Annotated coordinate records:

»»

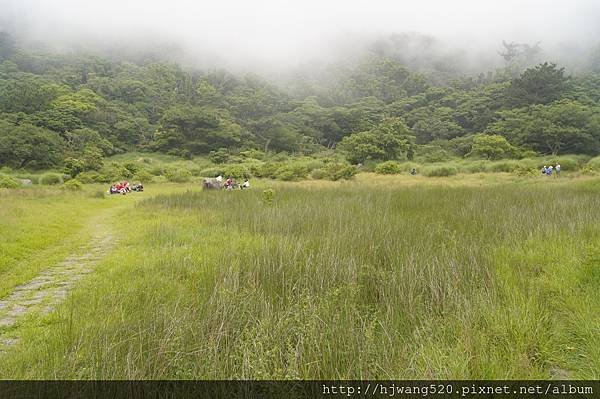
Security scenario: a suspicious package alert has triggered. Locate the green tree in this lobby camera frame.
[507,62,569,108]
[338,118,414,163]
[154,105,241,154]
[468,134,515,160]
[485,100,600,155]
[0,121,65,169]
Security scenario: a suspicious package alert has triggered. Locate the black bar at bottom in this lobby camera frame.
[0,380,600,399]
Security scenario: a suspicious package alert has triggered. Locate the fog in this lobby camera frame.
[0,0,600,70]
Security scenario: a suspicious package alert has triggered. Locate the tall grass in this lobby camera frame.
[0,182,600,379]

««

● Aim: Put all of the rows above into a two-column CSV with the headers text and answer, giving each row its own line. Place each value in one quoted field with line breaks turned into spaces, and leave the pictures out.

● Answer:
text,answer
"Security scenario: a suspicious package alert has triggered. Locate the green tree in this lobby camera frame.","[507,62,569,108] [338,118,414,163] [154,105,241,154] [468,134,515,160] [485,100,600,155] [0,121,65,169]"
"Security scenario: a suspicious package alert has triggered. Locate the black bar at bottom in this lobby camera frame.","[0,380,600,399]"
"Security scenario: a suspicious package alert has triggered. Locate the fog in this lobby camera frame.","[0,0,600,70]"
"Security scenario: a suspicious package alert has triggered. Locate the tall grass in this lobby camera frame.","[0,182,600,379]"